Fotoğraf ve Sorumluluk / Yücel Tunca: “Fotoğraf tehlikelidir, fotoğrafçı saldırgandır”
Söyleşi: Elif
Yaşar
Fotoğrafçılığı,
kolay yargı üretilebilecek bir alan olarak görmüyorum. Fotoğraf ve sorumluluk
konusu ise kendi içinde farklılıklar gösteriyor. Konumuzu etiğin bir parçası
olarak ele alırsak en azından sınırlarımızı belirlemiş oluruz. Brezilyalı
sosyal belgesel fotoğrafçısı ve foto muhabiri Sebastiao Salgado, fotoğrafın
tehlikesiz bir şey olduğunu ileri sürer. Fotoğraf ve sorumlulukla ilgili tartışmalarda
bu sözü hatırlatıp, Salgado’nun aksine, fotoğrafın tehlikeli bir şey olduğunu ifade
etmeye çalışırım.
Fotoğrafı
‘tehlikesiz’ olarak addetmek onu sadece iki boyutlu, plastik bir yüzey olarak
algıladığınızda mümkün olabilir. Oysa fotoğraf, sosyal bir konu içermese dahi içinde
barındırdığı göstergelerle hayata müdahale eder. Fotoğrafı üreten kişinin ve fotoğrafın
ortaya çıktığı mecranın ideolojik bir arka planı mutlaka vardır. Bu durum,
ideolojilerin tehlikeli olduğu anlamına gelmemekle birlikte toplumların
manipüle edilmesine zemin hazırlayabileceği gerçeğini görmemizi sağlar.
Bilinçli
manipülasyonların dışında kimi zaman ‘saflıkla’ yapıldığını söyleyebileceğimiz manipülasyonlarla
da karşılaşabiliyoruz. Elbette, asıl mevzu saflık değil. Düşüncesizce, kafa
yormadan, hatta belki de farkında olmadan hareket ederek etik sorunlar
oluşturabiliyoruz. Başka insanların ideolojik doğrularına tezat oluşturan bir
fotoğrafın çok tehlikeli bir araç haline gelebildiğini görüyoruz ki bu noktada fotoğraf
ve sorumluluk meselesi devreye giriyor.
Fotoğraf
ve yarattığı etkiler hepimizin hayatında bir yerlere dokunuyor. Eline
makinesini alıp yalnızca güzel zaman geçirmek üzere yola çıkan bir fotoğrafçı bile
atacağı tüm adımları hesaplamak zorunda. Çünkü fotoğraf çekmek başlı başına bir
sorumluluk durumudur.

[Girdi verisi]
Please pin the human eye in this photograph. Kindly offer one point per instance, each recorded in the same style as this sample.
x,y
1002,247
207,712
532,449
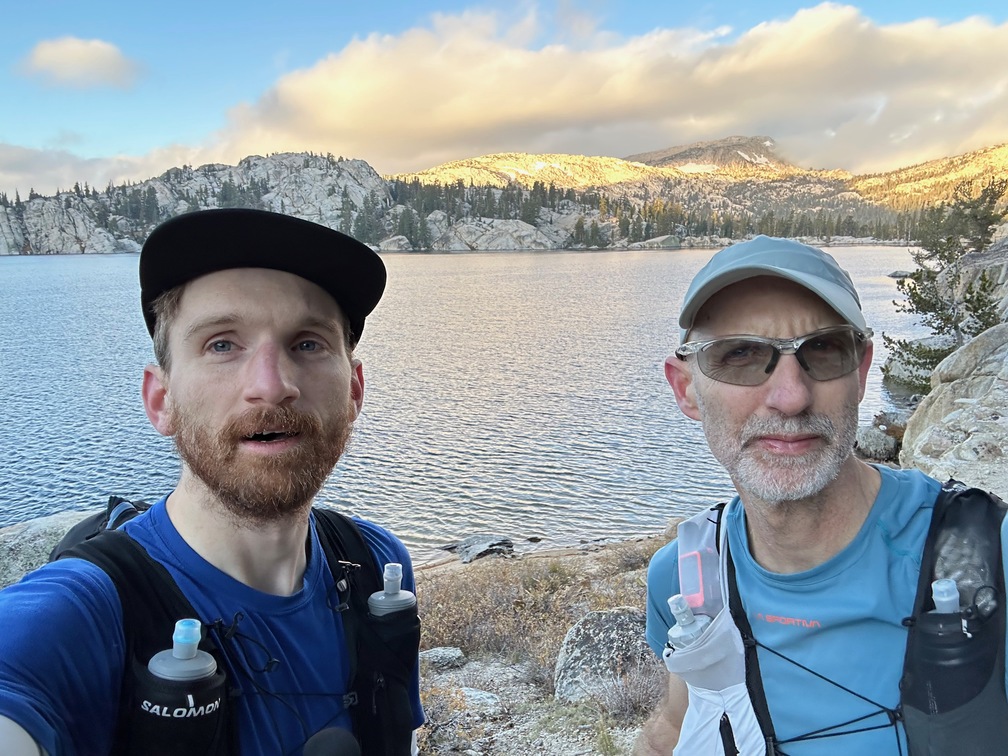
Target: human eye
x,y
732,353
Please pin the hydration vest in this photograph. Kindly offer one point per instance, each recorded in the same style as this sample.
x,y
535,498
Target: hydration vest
x,y
952,689
382,651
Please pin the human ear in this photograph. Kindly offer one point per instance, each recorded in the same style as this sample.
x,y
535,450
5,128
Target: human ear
x,y
679,377
357,385
866,363
155,399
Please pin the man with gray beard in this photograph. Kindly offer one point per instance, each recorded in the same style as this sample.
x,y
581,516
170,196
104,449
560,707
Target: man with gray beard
x,y
254,318
780,616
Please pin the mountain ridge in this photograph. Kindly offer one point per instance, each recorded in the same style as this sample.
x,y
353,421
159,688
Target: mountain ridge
x,y
705,194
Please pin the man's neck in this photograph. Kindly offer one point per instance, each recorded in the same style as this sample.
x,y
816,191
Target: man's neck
x,y
794,536
268,556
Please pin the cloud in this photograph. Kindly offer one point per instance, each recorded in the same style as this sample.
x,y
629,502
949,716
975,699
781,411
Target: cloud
x,y
80,64
834,89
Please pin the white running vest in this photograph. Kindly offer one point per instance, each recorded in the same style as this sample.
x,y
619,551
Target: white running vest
x,y
714,665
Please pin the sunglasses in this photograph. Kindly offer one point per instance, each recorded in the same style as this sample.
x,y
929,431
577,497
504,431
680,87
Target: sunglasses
x,y
749,360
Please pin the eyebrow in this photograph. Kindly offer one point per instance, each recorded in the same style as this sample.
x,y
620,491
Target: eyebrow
x,y
229,320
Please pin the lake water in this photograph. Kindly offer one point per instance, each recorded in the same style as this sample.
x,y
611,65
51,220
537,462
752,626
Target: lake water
x,y
515,393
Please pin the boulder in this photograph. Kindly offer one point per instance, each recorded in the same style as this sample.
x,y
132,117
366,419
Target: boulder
x,y
961,428
443,658
26,545
875,444
602,646
898,373
476,546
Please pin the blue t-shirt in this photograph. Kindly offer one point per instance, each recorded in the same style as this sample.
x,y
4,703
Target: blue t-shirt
x,y
61,645
843,619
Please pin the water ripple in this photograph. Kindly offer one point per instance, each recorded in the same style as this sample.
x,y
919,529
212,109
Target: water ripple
x,y
514,393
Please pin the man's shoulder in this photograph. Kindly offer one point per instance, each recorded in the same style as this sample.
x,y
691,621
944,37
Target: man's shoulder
x,y
383,542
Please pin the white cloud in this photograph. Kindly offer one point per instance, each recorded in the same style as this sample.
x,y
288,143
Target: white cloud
x,y
464,87
80,64
832,87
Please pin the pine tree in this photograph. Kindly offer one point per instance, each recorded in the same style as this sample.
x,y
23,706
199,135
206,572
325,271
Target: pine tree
x,y
947,234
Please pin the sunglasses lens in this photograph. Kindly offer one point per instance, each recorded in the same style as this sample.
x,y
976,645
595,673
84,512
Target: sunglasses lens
x,y
741,362
747,361
830,355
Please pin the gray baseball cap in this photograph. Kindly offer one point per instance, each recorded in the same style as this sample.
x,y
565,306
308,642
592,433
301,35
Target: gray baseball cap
x,y
785,258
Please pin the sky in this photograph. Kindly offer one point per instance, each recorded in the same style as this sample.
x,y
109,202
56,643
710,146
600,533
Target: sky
x,y
107,91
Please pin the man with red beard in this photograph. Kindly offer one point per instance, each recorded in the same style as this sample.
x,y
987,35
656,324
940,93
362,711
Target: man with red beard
x,y
781,617
254,318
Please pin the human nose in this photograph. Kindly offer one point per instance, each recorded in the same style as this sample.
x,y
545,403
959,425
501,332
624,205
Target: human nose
x,y
269,376
788,389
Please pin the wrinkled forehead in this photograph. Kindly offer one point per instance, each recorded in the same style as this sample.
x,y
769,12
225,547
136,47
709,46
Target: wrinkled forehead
x,y
258,294
763,305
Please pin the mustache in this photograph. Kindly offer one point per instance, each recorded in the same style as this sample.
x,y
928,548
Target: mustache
x,y
278,420
802,424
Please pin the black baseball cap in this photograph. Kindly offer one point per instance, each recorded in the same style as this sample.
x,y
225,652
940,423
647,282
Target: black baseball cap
x,y
194,244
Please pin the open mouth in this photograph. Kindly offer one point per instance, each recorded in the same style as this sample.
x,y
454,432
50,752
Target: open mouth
x,y
272,435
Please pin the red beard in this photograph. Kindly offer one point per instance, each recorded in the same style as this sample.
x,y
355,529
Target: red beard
x,y
262,488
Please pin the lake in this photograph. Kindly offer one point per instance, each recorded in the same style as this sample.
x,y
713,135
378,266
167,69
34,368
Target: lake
x,y
515,393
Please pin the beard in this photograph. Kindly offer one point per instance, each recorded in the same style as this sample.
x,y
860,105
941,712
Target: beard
x,y
262,489
775,479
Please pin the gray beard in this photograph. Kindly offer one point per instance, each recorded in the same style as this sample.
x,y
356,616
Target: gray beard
x,y
774,479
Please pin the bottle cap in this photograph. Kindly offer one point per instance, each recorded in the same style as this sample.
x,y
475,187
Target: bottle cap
x,y
185,639
946,595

[Kısa görev 1] Verilen metinde "Fotoğraf ve Sorumluluk /" ifadesinden "etmeye çalışırım." ifadesine kadar uzanan her şeyi, tek harfini değiştirmeden alıntılar mısın?
[Kısa görev 2] Kayıtlarda "lens" sözcüğünü içeren bütün satırları toplar mısın? Büyük ve küçük harf farkı dikkate alınsın.
Metin ile kayıtlar arasında hiçbir bağlantı yoktur.

[Tam çıktı 1]
Fotoğraf ve Sorumluluk / Yücel Tunca: “Fotoğraf tehlikelidir, fotoğrafçı saldırgandır”
Söyleşi: Elif
Yaşar
Fotoğrafçılığı,
kolay yargı üretilebilecek bir alan olarak görmüyorum. Fotoğraf ve sorumluluk
konusu ise kendi içinde farklılıklar gösteriyor. Konumuzu etiğin bir parçası
olarak ele alırsak en azından sınırlarımızı belirlemiş oluruz. Brezilyalı
sosyal belgesel fotoğrafçısı ve foto muhabiri Sebastiao Salgado, fotoğrafın
tehlikesiz bir şey olduğunu ileri sürer. Fotoğraf ve sorumlulukla ilgili tartışmalarda
bu sözü hatırlatıp, Salgado’nun aksine, fotoğrafın tehlikeli bir şey olduğunu ifade
etmeye çalışırım.

[Tam çıktı 2]
Please pin the sunglasses lens in this photograph. Kindly offer one point per instance, each recorded in the same style as this sample.
Target: sunglasses lens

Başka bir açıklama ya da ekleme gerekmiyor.